» **Excerto do documento**:
No segundo país mais envelhecido da União Europeia, as cidades querem acertar o passo face aos desafios da longevidade. Enquanto combatem o isolamento social, tentam dar resposta a uma nova geração de idosos, cada vez mais ativa e interventiva. Municípios procuram ser inclusivos e solidários, acrescentando mais anos à vida e mais vida aos anos.

Nem precisa de despertador para se levantar todos os dias, religiosamente, às cinco da manhã. Aos 79 anos, Joaquim dos Santos é quase sempre o primeiro da vizinhança a sair à rua e a dar os bons dias ao bairro Dona Leonor, na freguesia lisboeta de São Domingos de Benfica, onde vive há mais de três décadas e meia. Ninguém lhe pediu, mas faz questão de arrumar bem cedo os caixotes do lixo do prédio e conferir se está tudo em ordem nas redondezas, ou não tivesse sido ele fiscal da câmara durante mais de meia vida. Depois, vai até ao clube do bairro para dois dedos de conversa com os amigos ou chama-os para a porta de casa que, tantas vezes, serve de ponto de encontro aos mais velhos. “Olhe, ainda ontem isto aqui estava cheio de rapaziada, um a beber ginja, outro a beber Favaios, outro com cerveja, tudo aqui comigo na paródia e na conversa”, conta à Smart Cities. 

Energia não lhe falta. Nos tempos de juventude, libertava-a nos ringues (chegou a ser campeão de boxe no Benfica) e hoje catalisa-a para “as coisas boas da vida”. Se não for a mobilizar os vizinhos, há de ser a trabalhar na horta que tem no quintal, de volta das favas e dos chuchus, ou a passear na Costa de Caparica com a mulher. “Eu quero andar, viajar, ver, fazer alguma coisa. Para mim, isto é que é viver. Tudo isto faz o coração bater e o cérebro trabalhar”, diz o quase octogenário. A idade não o assusta, mas, quando olha à volta, dá conta dos “muitos problemas e dificuldades que os mais velhos passam” no bairro. Afinal, por ali “todos se queixam da insegurança, alguns “não têm força ou ânimo para se levantar do sofá e passam o tempo a ver televisão” e até há uma vizinha em risco de ser despejada porque o filho vendeu a casa e, agora, o comprador diz que vai precisar dela. É a outra face do envelhecimento, mais dura, numa realidade tantas vezes repetida em outras cidades.

» **Tarefas a realizar**:
**1)** As afirmações (a), (b) e (c) estão de acordo com o texto sobre o envelhecimento nas cidades? Responda sim ou não a cada uma e cite as palavras do texto que o decidem.
(a) Joaquim dos Santos vive no bairro Dona Leonor há mais de três décadas e meia.
(b) Na juventude, Joaquim dos Santos foi campeão de boxe no Sporting.
(c) Joaquim dos Santos usa despertador para se levantar às sete da manhã.
**2)** Como continuaria o texto sobre o envelhecimento nas cidades a partir da última frase apresentada?

» **Listagem**:
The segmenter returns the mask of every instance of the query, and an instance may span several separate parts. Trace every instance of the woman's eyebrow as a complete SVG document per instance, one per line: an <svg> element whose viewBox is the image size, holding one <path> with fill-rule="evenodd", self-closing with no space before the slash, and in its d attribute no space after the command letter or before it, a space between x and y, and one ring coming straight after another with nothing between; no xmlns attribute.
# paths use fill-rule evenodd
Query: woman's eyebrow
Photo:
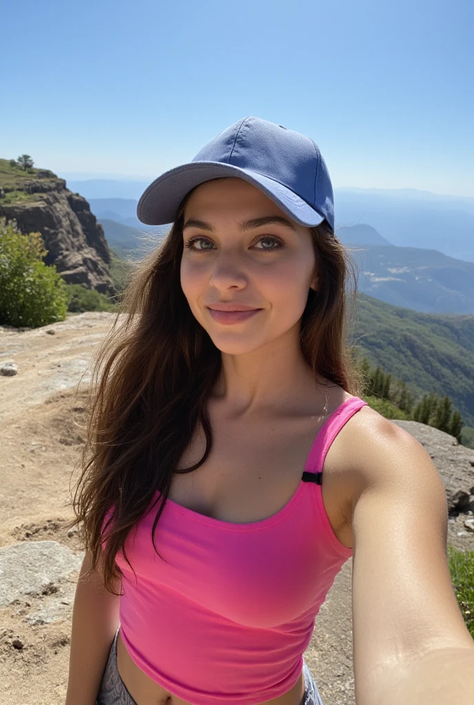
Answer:
<svg viewBox="0 0 474 705"><path fill-rule="evenodd" d="M262 218L253 218L252 220L241 223L239 228L242 231L253 230L254 228L260 228L262 226L270 225L272 223L284 225L296 232L296 228L293 223L287 220L286 218L282 218L281 216L265 216ZM209 223L206 223L205 221L195 220L194 219L190 219L186 221L183 226L183 230L185 230L186 228L199 228L200 230L207 230L209 232L212 232L214 229L212 226Z"/></svg>

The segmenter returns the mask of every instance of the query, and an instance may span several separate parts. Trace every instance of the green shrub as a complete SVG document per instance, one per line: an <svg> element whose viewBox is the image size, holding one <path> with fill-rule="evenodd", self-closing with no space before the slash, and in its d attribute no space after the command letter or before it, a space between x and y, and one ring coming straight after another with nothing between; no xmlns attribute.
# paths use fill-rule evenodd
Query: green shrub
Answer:
<svg viewBox="0 0 474 705"><path fill-rule="evenodd" d="M474 639L474 551L463 553L448 546L448 563L459 609Z"/></svg>
<svg viewBox="0 0 474 705"><path fill-rule="evenodd" d="M68 311L84 313L85 311L110 311L116 309L114 300L95 289L87 289L83 284L66 284L68 298Z"/></svg>
<svg viewBox="0 0 474 705"><path fill-rule="evenodd" d="M23 235L16 223L0 218L0 324L37 328L63 321L68 297L40 233Z"/></svg>

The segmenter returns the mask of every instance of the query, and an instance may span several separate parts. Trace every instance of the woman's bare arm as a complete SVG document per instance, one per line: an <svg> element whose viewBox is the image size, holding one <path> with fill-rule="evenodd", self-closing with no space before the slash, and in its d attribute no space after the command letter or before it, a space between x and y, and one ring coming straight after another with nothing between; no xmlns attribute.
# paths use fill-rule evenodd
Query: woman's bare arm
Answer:
<svg viewBox="0 0 474 705"><path fill-rule="evenodd" d="M65 705L95 705L109 652L119 626L120 597L102 587L87 553L79 574L73 611L69 677ZM115 587L120 592L120 583Z"/></svg>

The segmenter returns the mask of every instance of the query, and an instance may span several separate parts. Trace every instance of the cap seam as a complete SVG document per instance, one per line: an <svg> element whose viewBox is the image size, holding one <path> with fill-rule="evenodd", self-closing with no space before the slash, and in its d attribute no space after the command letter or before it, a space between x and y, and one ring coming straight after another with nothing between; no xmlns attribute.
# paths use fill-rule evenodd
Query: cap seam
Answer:
<svg viewBox="0 0 474 705"><path fill-rule="evenodd" d="M310 139L311 140L311 137L310 137ZM311 140L311 142L312 142L312 146L314 147L315 152L316 152L316 171L315 173L315 203L317 203L317 194L316 192L316 188L319 180L318 176L320 172L320 161L318 158L318 149L315 143L314 140Z"/></svg>
<svg viewBox="0 0 474 705"><path fill-rule="evenodd" d="M245 122L246 120L248 120L248 117L243 118L243 120L242 121L242 122L241 123L241 124L239 125L238 130L237 130L237 134L236 135L236 138L233 140L233 145L232 145L232 149L231 149L231 154L229 154L229 159L227 160L227 164L230 164L230 163L231 163L231 159L232 159L232 154L233 154L233 150L234 150L235 147L236 147L236 142L237 142L237 138L238 138L238 135L240 134L241 130L243 127L243 124L244 124L244 123Z"/></svg>

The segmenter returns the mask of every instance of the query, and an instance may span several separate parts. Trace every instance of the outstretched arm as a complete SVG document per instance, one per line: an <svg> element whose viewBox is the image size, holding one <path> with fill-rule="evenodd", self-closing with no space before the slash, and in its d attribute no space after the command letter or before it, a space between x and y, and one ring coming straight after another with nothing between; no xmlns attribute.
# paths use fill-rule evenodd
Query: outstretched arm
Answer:
<svg viewBox="0 0 474 705"><path fill-rule="evenodd" d="M404 429L368 407L354 419L357 705L474 701L474 640L449 574L443 482Z"/></svg>

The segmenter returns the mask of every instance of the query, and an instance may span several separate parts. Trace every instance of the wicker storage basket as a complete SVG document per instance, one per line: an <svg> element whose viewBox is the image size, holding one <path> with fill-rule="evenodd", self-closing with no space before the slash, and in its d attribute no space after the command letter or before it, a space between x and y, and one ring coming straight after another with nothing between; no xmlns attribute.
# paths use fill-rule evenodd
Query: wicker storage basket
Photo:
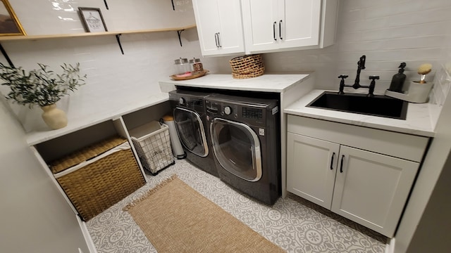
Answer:
<svg viewBox="0 0 451 253"><path fill-rule="evenodd" d="M119 137L78 150L50 167L85 221L146 183L128 142Z"/></svg>
<svg viewBox="0 0 451 253"><path fill-rule="evenodd" d="M169 126L152 121L130 131L142 167L155 176L175 163L171 146Z"/></svg>
<svg viewBox="0 0 451 253"><path fill-rule="evenodd" d="M232 76L235 79L245 79L262 75L265 72L261 55L235 57L229 61Z"/></svg>

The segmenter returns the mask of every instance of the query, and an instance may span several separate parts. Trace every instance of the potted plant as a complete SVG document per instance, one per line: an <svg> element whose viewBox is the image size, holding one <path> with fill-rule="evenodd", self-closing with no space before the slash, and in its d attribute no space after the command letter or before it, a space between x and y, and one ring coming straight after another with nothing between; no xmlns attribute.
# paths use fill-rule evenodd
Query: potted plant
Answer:
<svg viewBox="0 0 451 253"><path fill-rule="evenodd" d="M55 74L46 65L37 65L39 69L27 74L21 67L9 67L0 63L0 78L5 81L1 84L11 89L5 97L30 108L39 106L44 111L42 119L50 128L63 128L67 125L67 117L55 103L69 91L85 84L86 74L80 76L78 63L75 66L64 63L61 66L61 74Z"/></svg>

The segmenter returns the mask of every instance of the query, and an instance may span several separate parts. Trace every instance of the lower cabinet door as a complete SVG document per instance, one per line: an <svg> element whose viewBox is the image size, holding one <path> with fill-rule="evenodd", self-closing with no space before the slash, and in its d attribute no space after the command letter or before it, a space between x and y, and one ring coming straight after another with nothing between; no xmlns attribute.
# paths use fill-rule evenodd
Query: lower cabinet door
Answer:
<svg viewBox="0 0 451 253"><path fill-rule="evenodd" d="M341 145L331 210L392 238L419 164Z"/></svg>
<svg viewBox="0 0 451 253"><path fill-rule="evenodd" d="M287 190L330 209L340 145L290 132L287 144Z"/></svg>

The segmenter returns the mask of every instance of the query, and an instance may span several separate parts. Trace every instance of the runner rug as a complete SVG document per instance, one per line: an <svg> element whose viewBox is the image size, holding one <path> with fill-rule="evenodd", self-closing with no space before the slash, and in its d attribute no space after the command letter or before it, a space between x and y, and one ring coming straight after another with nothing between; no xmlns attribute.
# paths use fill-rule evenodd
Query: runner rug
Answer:
<svg viewBox="0 0 451 253"><path fill-rule="evenodd" d="M123 209L159 253L285 252L175 175Z"/></svg>

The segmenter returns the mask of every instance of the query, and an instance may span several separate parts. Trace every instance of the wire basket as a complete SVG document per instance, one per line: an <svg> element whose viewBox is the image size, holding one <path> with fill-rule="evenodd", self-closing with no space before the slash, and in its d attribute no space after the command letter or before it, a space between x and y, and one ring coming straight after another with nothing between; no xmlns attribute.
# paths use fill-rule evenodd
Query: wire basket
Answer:
<svg viewBox="0 0 451 253"><path fill-rule="evenodd" d="M55 179L87 221L145 184L126 139L113 137L50 164Z"/></svg>
<svg viewBox="0 0 451 253"><path fill-rule="evenodd" d="M151 122L130 131L141 164L147 172L156 175L175 163L171 146L169 126Z"/></svg>
<svg viewBox="0 0 451 253"><path fill-rule="evenodd" d="M260 54L235 57L229 63L235 79L256 77L265 72L263 58Z"/></svg>

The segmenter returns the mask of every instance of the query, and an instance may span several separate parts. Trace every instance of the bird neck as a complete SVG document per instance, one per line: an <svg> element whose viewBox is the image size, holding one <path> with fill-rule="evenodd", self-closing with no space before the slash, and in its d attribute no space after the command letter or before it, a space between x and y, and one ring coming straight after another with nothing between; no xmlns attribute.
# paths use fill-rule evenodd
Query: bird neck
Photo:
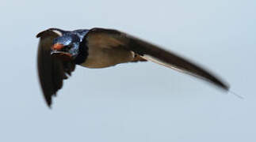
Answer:
<svg viewBox="0 0 256 142"><path fill-rule="evenodd" d="M88 47L86 36L82 39L79 44L79 51L78 56L75 58L75 63L80 65L83 63L88 56Z"/></svg>

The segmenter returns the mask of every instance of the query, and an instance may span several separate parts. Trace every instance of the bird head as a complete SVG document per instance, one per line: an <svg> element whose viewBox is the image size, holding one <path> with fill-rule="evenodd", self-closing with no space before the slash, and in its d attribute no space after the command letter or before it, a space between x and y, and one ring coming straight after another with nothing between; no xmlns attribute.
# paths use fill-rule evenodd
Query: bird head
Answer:
<svg viewBox="0 0 256 142"><path fill-rule="evenodd" d="M79 53L80 39L76 35L68 34L53 40L51 54L65 61L74 60Z"/></svg>

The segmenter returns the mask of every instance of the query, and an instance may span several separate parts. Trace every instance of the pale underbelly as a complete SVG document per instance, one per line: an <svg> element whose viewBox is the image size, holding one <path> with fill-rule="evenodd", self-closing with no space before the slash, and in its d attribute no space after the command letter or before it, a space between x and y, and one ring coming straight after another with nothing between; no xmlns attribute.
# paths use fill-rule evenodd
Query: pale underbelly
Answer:
<svg viewBox="0 0 256 142"><path fill-rule="evenodd" d="M132 61L134 54L119 49L90 50L85 62L81 65L87 68L105 68Z"/></svg>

» **Respostas por tarefa**:
**1)**
(a) Sim: "onde vive há mais de três décadas e meia".
(b) Não: "chegou a ser campeão de boxe no Benfica".
(c) Não: "Nem precisa de despertador para se levantar todos os dias, religiosamente, às cinco da manhã."

**2)**
Aos 79 anos, o ex-campeão de boxe Joaquim Santos continua a dar luta ao envelhecimento

Joaquim sabe bem que se, por um lado, existe uma nova geração de idosos, como ele, mais ativos, exigentes e interventivos na sociedade, também há outros que têm de enfrentar o isolamento, a exclusão, os problemas de saúde, os efeitos da pobreza energética e as consequências da gentrificação. Mas não imaginava que, somando uns e outros, Portugal tem quase 2,5 milhões de idosos e que, destes, 552 mil vivem sozinhos, enquanto mais de 400 mil estão em risco de pobreza, segundo dados Pordata. Considerando o índice de envelhecimento, que compara a população idosa (65 ou mais anos) com a população jovem (dos 0 aos 14 anos), o nosso país é mesmo o segundo mais envelhecido da União Europeia (com 185,6 idosos por cada 100 jovens, segundo o INE; 2022), logo depois de Itália. É certo que a esperança média de vida está a aumentar, mas os níveis de saúde e qualidade de vida não têm crescido ao mesmo ritmo, como alerta Nuno Marques, cardiologista e diretor do Centro de Competências do Envelhecimento Ativo (CCEA): “Embora vivamos o mesmo número de anos, em média, que outros países europeus, a verdade é que temos uma menor qualidade de vida nos últimos anos das pessoas, tornando-nos menos saudáveis, ativos e independentes que nos outros países. E isso é muito preocupante”.

Este diagnóstico acabou por ser um dos principais focos do Plano de Ação para o Envelhecimento Ativo e Saudável (2020-2023), a nova estratégia nacional para o setor, que o especialista coordenou. O documento apresenta 83 medidas e 135 atividades para os próximos três anos e funciona como um puzzle que junta as várias peças de diferentes áreas governativas, tendo em conta um objetivo principal: promover a saúde, o bem-estar e a autonomia dos idosos.  
Entre as muitas ações previstas, o responsável destaca, por exemplo, a criação de mais apoios no domicílio, “para que as pessoas possam ficar em casa, a usufruir da comunidade onde sempre estiveram inseridas, em vez de serem institucionalizadas” e o aumento da acessibilidade, “seja nos transportes, com a eliminação de barreiras ou com a melhoria das plataformas tecnológicas”, mas também através de programas de proximidade e habitação acessível. A estas, acrescenta ainda o mapeamento de todos os lares de idosos do país, uma nova linha telefónica 60+ ou o projeto Radar Social, destinado a fazer um levantamento nacional dos casos de vulnerabilidade. Isto, sem esquecer o empoderamento dos seniores, “que lhes permita ter uma intervenção ativa na sociedade e dizer o que realmente querem para ela”. Chegou o tempo de dar mais voz aos idosos.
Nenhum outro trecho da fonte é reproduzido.